**STUDY TEXT:**
Content starts
However, for subsistence farmers at Kachibundi, Muwale, Kazilira and Kalimukhola at Dwangwa about 250 kilometres from Malawi’s Capital City, Lilongwe, the slogan is a bitter-sweet fallacy.

“I was dispossessed of my two and half hectares - my only source of livelihood," said farmer Joseph Mwale. "Now, I am suffering because I have to work in other people’s farms to make ends meet," he told Forum for African Investigative Reporters (FAIR).

At 38, Mwale looks lost and confused as he narrates details of the evictions. There is fear, hatred and resignation that Malawi’s justice system, and the overall structure of land administration favours the rich at the expense of the poor.

“I used to grow maize, cassava, rice and beans but my crops were uprooted; my house destroyed. On top of that I was beaten for resisting eviction,” Mwale said, sadly, head in hands.

The Dwangwa farmers under the banner of an association called Mukhuto Kazilira Dambo (basically, Food Security club), have fought since 2007 to retain their ancestral land or get compensation for property and crops, which were destroyed and looted, by forces including the police.

Mwale is one of the 80 farmers who lost a combined total of 107 hectares to sugar plantations. Documents show that the land holdings ranged from half hectare to three hectares.

One farmer lost 0.2 hectares, her only bequest from her husband.
Content ends
**PROVIDED INFORMATION:**
Content starts
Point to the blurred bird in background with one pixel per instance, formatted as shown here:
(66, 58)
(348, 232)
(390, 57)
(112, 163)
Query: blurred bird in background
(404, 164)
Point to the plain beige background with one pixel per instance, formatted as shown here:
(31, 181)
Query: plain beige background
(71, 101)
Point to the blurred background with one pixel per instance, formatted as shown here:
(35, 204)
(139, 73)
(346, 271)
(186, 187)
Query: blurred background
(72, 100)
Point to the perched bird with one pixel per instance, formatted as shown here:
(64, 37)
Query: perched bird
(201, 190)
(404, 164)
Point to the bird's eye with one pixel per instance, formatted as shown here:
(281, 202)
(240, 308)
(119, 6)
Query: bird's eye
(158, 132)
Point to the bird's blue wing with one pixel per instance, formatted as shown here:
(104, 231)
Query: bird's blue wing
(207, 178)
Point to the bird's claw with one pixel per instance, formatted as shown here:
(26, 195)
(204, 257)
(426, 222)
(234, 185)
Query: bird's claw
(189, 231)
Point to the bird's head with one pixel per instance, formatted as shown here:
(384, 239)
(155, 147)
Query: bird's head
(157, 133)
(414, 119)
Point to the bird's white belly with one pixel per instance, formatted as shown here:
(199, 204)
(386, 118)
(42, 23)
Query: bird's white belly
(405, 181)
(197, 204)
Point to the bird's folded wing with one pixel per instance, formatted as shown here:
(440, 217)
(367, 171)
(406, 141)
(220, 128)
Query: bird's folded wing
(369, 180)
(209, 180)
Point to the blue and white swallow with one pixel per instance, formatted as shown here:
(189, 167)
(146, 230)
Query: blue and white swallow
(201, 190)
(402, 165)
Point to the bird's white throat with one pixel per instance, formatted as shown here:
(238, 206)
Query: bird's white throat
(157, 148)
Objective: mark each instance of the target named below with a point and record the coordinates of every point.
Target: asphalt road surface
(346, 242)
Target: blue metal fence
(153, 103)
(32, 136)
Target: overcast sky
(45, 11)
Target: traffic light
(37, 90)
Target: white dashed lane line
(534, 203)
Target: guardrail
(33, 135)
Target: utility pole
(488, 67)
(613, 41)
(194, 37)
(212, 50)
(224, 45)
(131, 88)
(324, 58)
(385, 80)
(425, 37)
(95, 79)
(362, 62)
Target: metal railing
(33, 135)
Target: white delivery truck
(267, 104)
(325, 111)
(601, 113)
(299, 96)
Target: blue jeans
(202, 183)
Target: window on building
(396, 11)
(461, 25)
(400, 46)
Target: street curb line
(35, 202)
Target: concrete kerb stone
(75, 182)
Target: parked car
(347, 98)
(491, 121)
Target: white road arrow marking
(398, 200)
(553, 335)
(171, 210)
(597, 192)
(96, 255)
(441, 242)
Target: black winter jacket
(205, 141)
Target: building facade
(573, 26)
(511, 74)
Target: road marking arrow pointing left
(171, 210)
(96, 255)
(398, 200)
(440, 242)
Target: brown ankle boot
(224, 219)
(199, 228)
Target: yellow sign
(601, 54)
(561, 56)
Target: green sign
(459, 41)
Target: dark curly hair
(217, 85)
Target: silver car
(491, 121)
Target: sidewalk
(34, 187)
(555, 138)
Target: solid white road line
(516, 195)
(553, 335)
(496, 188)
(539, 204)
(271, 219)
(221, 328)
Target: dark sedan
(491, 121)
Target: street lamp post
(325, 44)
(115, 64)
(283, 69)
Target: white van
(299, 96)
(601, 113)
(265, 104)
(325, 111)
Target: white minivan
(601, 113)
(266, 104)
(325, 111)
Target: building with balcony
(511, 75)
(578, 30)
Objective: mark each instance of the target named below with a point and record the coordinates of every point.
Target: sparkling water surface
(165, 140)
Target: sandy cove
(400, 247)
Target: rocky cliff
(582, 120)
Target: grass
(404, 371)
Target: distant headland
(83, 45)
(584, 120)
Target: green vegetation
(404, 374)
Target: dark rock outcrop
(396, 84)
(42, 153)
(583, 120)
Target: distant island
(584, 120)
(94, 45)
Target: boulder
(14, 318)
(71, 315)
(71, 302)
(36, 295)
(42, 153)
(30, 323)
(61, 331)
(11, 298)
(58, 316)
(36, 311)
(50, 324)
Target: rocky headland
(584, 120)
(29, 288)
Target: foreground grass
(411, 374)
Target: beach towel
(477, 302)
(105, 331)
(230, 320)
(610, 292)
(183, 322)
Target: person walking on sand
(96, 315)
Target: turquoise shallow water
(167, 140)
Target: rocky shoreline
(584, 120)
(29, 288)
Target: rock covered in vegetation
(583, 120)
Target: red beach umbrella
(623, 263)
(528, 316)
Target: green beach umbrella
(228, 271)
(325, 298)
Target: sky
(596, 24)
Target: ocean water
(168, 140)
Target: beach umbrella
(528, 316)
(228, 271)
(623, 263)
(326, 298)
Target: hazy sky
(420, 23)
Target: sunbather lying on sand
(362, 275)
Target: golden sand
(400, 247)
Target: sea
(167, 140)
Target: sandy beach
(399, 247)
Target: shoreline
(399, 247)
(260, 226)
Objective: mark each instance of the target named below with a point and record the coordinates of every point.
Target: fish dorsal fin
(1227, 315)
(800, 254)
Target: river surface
Content ends
**PROBLEM DESCRIPTION:**
Write out the Dwangwa evictions passage again, starting with "At 38, Mwale" and going on through "of the poor.", but switch "resignation" to "despair".

**YOUR SOLUTION:**
At 38, Mwale looks lost and confused as he narrates details of the evictions. There is fear, hatred and despair that Malawi’s justice system, and the overall structure of land administration favours the rich at the expense of the poor.